Data records

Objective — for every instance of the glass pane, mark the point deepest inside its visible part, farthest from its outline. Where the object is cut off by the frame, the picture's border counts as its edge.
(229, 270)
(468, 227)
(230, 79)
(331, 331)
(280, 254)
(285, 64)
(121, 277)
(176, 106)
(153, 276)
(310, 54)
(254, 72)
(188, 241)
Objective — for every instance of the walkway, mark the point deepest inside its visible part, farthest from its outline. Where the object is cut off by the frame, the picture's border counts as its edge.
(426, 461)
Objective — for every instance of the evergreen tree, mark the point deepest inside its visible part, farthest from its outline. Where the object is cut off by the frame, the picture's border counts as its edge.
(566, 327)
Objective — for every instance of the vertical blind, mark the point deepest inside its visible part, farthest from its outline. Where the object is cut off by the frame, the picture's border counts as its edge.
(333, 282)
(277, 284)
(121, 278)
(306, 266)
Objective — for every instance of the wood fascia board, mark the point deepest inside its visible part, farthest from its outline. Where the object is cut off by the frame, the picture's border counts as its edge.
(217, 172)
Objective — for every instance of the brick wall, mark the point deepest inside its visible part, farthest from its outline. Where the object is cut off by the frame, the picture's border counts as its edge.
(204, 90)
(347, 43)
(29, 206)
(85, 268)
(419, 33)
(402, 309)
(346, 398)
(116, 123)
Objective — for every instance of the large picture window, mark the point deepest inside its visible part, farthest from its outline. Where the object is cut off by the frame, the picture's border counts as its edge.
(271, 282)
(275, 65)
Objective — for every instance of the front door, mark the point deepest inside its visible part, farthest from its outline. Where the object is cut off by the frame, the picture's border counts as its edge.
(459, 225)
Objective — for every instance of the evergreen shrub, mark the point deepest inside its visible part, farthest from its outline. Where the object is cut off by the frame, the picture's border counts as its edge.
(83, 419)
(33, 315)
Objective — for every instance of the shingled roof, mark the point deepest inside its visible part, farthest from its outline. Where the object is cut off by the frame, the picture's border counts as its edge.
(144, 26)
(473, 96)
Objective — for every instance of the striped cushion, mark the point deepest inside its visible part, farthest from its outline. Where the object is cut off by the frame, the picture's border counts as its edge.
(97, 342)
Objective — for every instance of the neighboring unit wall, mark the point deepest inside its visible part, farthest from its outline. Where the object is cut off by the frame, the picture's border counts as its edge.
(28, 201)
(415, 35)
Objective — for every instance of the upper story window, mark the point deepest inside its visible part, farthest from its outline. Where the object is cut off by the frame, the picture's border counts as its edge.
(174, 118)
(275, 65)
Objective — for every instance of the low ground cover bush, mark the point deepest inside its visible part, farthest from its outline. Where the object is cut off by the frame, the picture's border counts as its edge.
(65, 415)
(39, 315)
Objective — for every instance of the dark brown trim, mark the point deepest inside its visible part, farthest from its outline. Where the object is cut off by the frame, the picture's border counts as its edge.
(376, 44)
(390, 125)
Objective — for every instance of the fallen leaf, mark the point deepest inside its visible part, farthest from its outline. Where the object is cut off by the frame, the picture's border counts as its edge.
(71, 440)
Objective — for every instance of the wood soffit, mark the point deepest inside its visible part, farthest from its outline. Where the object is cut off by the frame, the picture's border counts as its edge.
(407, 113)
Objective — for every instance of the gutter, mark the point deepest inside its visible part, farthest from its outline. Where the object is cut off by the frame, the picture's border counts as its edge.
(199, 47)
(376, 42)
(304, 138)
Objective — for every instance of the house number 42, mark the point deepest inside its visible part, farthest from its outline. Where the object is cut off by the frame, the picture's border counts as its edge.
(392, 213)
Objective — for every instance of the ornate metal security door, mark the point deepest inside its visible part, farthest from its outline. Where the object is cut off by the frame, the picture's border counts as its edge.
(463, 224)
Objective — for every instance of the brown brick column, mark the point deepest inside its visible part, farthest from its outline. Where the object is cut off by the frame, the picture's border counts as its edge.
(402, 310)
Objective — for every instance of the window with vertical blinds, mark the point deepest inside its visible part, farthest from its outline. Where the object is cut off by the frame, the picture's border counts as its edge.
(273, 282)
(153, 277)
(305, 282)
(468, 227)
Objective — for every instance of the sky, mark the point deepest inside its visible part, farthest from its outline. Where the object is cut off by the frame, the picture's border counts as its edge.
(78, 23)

* [INSTRUCTIONS FOR THE TASK]: All of the records need to be transcribed exactly.

* [EXERCISE SOLUTION]:
Objective — for every instance of the glass pane, mark the point deepest inside its visible part, farthest from its outline. Where the object is cut off by the frame, the picture's border counts as its edge.
(229, 270)
(468, 227)
(230, 79)
(331, 331)
(280, 254)
(285, 64)
(121, 277)
(176, 106)
(153, 276)
(310, 54)
(254, 72)
(188, 241)
Objective — for every instance of the walkway, mark the point deepest inside its visible part, farthest from its outline. Where the object is cut off by the frame, the picture's border counts as its edge.
(426, 461)
Objective — for every instance of the evergreen tree, mark the point deepest inside its visible part, farthest from its outline. Where the object is cut off by the frame, the picture's border counts as its edge.
(566, 327)
Objective — for every instance of the vertical blind, mark the point deepest inside its visible part, farthest from its outline. Where the object is cut off by the frame, the picture's border counts as its edge.
(333, 282)
(277, 284)
(121, 278)
(306, 266)
Objective — for every instance of the wood fascia board, mark the point deepest inside its visible part, farthest from its outline. Where the object is cut off by the frame, the picture's border counts as its edge.
(217, 172)
Objective — for every instance of the brick wall, mark the point deepest inside its visible part, farthest from its outline. Where the object is cut off by the frame, the picture's border counts as its edge.
(204, 90)
(347, 43)
(29, 206)
(85, 268)
(419, 33)
(402, 309)
(346, 398)
(116, 123)
Objective — for every instance of the large picture window, mark the point deepest inside its visible part, farthest from its outline. Where the object is cut off by the frame, the picture's border counts as its edge.
(271, 282)
(275, 65)
Objective — for every instance of the front door, mark the point deepest inside its visible part, farthest from its outline. Where the object is cut off by the frame, the picture's border counts as its edge.
(459, 225)
Objective — for every instance of the evergreen shrub, mark the point deepest inside its visible part, farthest from its outline. Where the object is cut off by the frame, the picture's border counts as its edge.
(83, 419)
(33, 315)
Objective — for every instance of the shingled roof, mark the point deepest inside its visible part, farthest from its outline. Where the object is cut off by the frame, the picture's border counts as its edge.
(144, 26)
(473, 96)
Objective — for every instance of the striped cushion, mark the point deepest inside its visible part, farthest from its outline. Where the object is cut off by the frame, the picture's border counts as its edge.
(97, 342)
Objective — for every instance of the neighboring unit wall, mark the point deepest inside its visible part, farthest from its outline. Where the object is cut off by the frame, the picture's border counts as its edge.
(28, 201)
(415, 35)
Objective — for every instance of the upper story window, mark the point deepest inside its visible part, farthest from its outline. Where the object is cut off by the frame, the picture's border counts as its edge.
(174, 118)
(275, 65)
Objective — for every instance of the low ground cover bush, mark the point deepest inside its visible part, farthest from its outline. Where the object is cut off by the frame, the picture's border counts as its edge.
(65, 415)
(39, 315)
Objective — for every instance of the dark brown trim, mark the point deepest inside its visible part, farthest from its outline. Where the object is cut off by the frame, the picture's border counts as its edge.
(376, 44)
(390, 125)
Objective — for every instance of the fallen leaf, mark the point deepest inside its visible part, farthest from its outline. Where the object is cut off by the frame, the picture's border counts as its edge.
(71, 440)
Objective — for every instance of the wood soffit, mark the point deepest inside its visible part, farthest from its outline. Where the object is cut off by the frame, the picture's border counts as its edge.
(407, 113)
Objective — for every instance of the gutter, mark the point deepest inside its visible part, farthest from its outline. Where the object is cut off by the frame, the picture's border counts as its edge.
(199, 47)
(376, 42)
(304, 138)
Objective — for every instance of the house number 42, mark the point deepest inside its visible part, farthest from its outline. Where the object is cut off by the frame, the picture's border counts as its edge.
(392, 213)
Objective — for every instance of the ornate metal security door, mark the point deepest inside its visible part, farthest from its outline. Where the object is cut off by the frame, the picture's border counts as its edge.
(463, 224)
Objective — for every instance of the brown brick column, mark the point deepest inside its visible part, farthest from its outline. Where the object is cut off by the frame, the picture's border counts as its edge.
(402, 310)
Objective — for every instance of the window with vertical blinds, mark the point deepest inside its visible part, farthest from its outline. Where the object is cut off by the frame, the picture's border counts as its edge.
(273, 282)
(153, 277)
(305, 282)
(468, 227)
Objective — for every instance of the sky, mark the point deepest inside its visible part, farthest from its outline. Where the object is cut off by the frame, the picture's border counts as its edge.
(78, 23)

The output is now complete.